Show every line of the data that contains the string "fuselage". Case counts.
Start of AVAILABLE RECORDS
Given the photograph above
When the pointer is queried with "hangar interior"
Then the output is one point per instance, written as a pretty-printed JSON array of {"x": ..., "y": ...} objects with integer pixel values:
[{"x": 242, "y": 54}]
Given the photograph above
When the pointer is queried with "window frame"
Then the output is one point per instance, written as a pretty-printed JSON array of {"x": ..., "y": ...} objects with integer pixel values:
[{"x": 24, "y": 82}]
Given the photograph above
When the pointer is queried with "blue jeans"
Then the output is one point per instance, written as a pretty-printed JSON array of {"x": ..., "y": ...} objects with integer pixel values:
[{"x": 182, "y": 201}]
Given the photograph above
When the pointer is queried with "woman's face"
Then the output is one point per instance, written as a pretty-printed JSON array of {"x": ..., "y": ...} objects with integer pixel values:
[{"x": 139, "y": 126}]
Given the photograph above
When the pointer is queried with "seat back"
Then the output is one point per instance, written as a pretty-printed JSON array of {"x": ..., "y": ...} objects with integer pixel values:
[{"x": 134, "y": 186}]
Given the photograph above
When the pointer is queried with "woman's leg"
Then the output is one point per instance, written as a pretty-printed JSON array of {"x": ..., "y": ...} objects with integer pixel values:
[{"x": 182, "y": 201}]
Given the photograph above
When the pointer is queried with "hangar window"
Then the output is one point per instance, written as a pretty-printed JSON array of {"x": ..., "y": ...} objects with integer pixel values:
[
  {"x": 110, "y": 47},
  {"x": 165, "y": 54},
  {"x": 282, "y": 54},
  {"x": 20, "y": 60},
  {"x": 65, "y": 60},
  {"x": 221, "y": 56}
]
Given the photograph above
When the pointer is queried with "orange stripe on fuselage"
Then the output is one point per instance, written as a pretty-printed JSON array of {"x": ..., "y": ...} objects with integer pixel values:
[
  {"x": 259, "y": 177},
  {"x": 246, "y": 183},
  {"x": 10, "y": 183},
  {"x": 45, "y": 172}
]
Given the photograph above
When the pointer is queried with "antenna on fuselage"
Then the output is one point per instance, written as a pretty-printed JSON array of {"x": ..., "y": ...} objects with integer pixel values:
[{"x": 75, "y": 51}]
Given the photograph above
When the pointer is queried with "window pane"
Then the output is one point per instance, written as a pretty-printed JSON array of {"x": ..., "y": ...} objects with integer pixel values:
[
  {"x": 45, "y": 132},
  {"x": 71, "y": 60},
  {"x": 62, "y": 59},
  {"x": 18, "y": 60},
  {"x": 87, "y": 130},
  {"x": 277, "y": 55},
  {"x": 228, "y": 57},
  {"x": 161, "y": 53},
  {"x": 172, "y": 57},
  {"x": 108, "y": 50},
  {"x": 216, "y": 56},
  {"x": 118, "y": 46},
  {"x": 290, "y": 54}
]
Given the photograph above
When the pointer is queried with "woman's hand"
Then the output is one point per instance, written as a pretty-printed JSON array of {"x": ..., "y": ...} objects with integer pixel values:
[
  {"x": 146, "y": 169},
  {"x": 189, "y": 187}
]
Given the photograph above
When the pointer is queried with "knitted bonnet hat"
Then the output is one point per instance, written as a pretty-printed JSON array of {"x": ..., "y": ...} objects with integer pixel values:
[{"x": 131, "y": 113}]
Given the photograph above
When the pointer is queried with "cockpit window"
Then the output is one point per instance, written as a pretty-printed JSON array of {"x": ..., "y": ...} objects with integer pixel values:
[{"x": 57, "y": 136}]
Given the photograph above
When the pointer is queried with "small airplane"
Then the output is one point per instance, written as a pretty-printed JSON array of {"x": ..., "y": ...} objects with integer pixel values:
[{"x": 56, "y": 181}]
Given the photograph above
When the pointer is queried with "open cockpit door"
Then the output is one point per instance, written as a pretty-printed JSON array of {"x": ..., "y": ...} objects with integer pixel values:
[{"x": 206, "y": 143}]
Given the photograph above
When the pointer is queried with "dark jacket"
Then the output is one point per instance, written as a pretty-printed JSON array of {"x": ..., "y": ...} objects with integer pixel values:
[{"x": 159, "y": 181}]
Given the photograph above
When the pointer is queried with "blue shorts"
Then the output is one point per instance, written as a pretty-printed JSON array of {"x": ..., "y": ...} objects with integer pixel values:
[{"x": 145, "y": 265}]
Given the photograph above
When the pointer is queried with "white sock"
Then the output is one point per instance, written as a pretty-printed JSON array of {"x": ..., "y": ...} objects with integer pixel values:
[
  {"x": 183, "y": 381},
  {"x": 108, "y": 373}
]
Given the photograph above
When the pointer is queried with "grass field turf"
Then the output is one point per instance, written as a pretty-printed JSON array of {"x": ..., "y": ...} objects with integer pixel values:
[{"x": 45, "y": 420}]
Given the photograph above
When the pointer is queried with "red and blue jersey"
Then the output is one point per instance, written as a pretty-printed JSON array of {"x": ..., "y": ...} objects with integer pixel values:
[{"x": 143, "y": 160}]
End of AVAILABLE RECORDS
ANSWER TO THE PROBLEM:
When the pointer is queried with "orange stripe on fuselage"
When the pointer is queried with "antenna on fuselage"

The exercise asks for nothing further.